**AIM**
Return every one of the records below verbatim, line for line.

**DATA LINES**
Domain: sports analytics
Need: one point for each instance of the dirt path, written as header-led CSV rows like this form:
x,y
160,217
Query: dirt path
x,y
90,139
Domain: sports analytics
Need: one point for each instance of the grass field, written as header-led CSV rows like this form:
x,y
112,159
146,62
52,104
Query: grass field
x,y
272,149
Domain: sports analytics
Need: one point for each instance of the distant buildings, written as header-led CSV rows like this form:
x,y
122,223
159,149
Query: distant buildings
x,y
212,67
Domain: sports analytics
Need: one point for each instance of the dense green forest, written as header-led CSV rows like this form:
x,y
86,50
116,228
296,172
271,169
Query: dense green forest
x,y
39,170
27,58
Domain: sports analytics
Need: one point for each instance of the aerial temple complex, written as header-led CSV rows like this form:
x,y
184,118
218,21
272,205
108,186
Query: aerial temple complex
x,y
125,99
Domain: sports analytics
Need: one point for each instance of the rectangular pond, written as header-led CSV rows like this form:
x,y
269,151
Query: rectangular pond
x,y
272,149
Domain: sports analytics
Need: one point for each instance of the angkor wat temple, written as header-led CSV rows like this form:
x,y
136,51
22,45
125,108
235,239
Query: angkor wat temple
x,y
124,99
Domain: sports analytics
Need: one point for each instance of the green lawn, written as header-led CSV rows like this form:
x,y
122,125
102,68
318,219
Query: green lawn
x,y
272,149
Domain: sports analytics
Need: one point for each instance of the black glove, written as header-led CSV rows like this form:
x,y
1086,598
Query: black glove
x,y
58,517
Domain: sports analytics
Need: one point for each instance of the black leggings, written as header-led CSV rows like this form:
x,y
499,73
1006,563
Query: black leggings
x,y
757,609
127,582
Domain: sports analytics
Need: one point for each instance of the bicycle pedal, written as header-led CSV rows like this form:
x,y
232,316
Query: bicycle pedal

**OUTPUT OF THE TASK**
Domain: sports analytics
Need: one point for each instance of the dirt path, written as header-led CSV rows like this form:
x,y
160,217
Query: dirt path
x,y
90,139
Domain: sports analytics
Need: one point for each instance of the grass field, written as header-led CSV rows like this form:
x,y
112,159
146,62
52,104
Query: grass field
x,y
272,149
Domain: sports analytics
Need: one point for each instance of the distant buildings, written as header-led CSV rows like this form:
x,y
122,223
159,149
Query: distant buildings
x,y
212,67
Domain: sports analytics
Need: one point for each instance of the dense green forest, written as header-led CSV rows like this form:
x,y
86,50
116,228
296,172
271,169
Query: dense green forest
x,y
39,170
27,58
Domain: sports analytics
Need: one point for each instance of the aerial temple complex, written as header-led CSV rows like this form:
x,y
184,118
218,21
272,205
108,186
Query: aerial temple complex
x,y
125,99
Domain: sports analytics
Need: one point for each instance of the rectangular pond, written as header-led CSV rows like this form:
x,y
269,151
Query: rectangular pond
x,y
272,149
Domain: sports analytics
Need: one point for each instance of the angkor wat temple, written as header-led CSV rows like this form:
x,y
136,51
22,45
125,108
235,239
Query: angkor wat temple
x,y
124,99
Domain: sports analytics
Need: one point for each instance of the green lawn, written as header-led CSV rows like this form:
x,y
122,125
102,68
318,219
Query: green lawn
x,y
272,149
Domain: sports analytics
Need: one point for each instance of the black glove, written as header-led CSV rows like this form:
x,y
1086,598
Query: black glove
x,y
58,517
Domain: sports analytics
Need: one point for each instance of the black leggings, written as header-led CSV rows like this form:
x,y
499,73
1006,563
Query: black leggings
x,y
757,609
127,582
Domain: sports analytics
Need: one point for each instance of the bicycle pedal, written as header-led CSV rows like this form:
x,y
232,316
Query: bicycle pedal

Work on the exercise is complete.